> [WAS ZU TUN IST]:
a. Was nennt der Text über die Vernetzung von Studierenden ein zentrales Merkmal der Digitalisierung?
b. Fasse bitte den Text über die Vernetzung von Studierenden in zwei Sätzen zusammen.

Studierende vernetzen sich

Vernetzung ist ein zentrales Merkmal der Digitalisierung. Das zeigt sich auch im Verhalten der Studierenden, da sie ein gewisses Bedürfnis nach sozialer Zugehörigkeit haben. Und ob mit oder ohne Betreuung: heute zählt nichts mehr als sehr gute Noten. So liegt es nahe, wenn Studierende sich auch im Fernstudium untereinander austauschen: über die besten Strategien für gute Noten bei geringstem Aufwand, über mangelnde Motivation, über binge-learning für Auskotzklausuren in Bulimiestudiengängen und natürlich – über die Qualität der Lehre.

> [DATENSATZAUSZUG]:
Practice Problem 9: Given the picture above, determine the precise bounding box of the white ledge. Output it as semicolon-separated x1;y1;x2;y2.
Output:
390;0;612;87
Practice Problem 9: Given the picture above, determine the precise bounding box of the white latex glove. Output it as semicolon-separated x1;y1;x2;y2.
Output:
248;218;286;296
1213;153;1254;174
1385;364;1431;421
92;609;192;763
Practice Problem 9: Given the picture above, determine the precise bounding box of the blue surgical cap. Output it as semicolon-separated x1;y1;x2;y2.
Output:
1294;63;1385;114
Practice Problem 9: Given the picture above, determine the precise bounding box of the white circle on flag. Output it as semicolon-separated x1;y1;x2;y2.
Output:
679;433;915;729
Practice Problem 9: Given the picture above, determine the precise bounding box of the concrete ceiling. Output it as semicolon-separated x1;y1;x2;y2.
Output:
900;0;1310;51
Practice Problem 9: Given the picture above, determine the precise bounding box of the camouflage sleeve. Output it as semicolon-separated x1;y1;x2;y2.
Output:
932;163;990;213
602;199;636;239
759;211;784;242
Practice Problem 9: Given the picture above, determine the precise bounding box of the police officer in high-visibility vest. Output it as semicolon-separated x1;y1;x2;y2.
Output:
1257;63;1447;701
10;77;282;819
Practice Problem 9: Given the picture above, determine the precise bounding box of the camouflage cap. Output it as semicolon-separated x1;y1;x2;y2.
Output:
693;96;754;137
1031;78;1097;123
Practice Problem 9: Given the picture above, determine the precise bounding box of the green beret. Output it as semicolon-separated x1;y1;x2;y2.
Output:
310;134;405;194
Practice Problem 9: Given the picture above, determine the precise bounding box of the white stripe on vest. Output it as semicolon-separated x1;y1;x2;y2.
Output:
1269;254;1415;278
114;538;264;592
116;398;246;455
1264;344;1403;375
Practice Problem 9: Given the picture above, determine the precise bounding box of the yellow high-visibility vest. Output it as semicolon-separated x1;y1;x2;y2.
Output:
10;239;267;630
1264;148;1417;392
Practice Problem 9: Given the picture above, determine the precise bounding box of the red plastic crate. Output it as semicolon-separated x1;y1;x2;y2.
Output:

> [GEORDNETE ANTWORTEN]:
a. Vernetzung.

b. Vernetzung ist ein zentrales Merkmal der Digitalisierung und zeigt sich auch im Verhalten von Studierenden, die ein Bedürfnis nach sozialer Zugehörigkeit haben und für die heute nichts mehr zählt als sehr gute Noten. Daher liegt es nahe, dass sie sich auch im Fernstudium untereinander austauschen, etwa über Strategien für gute Noten bei geringstem Aufwand, mangelnde Motivation und die Qualität der Lehre.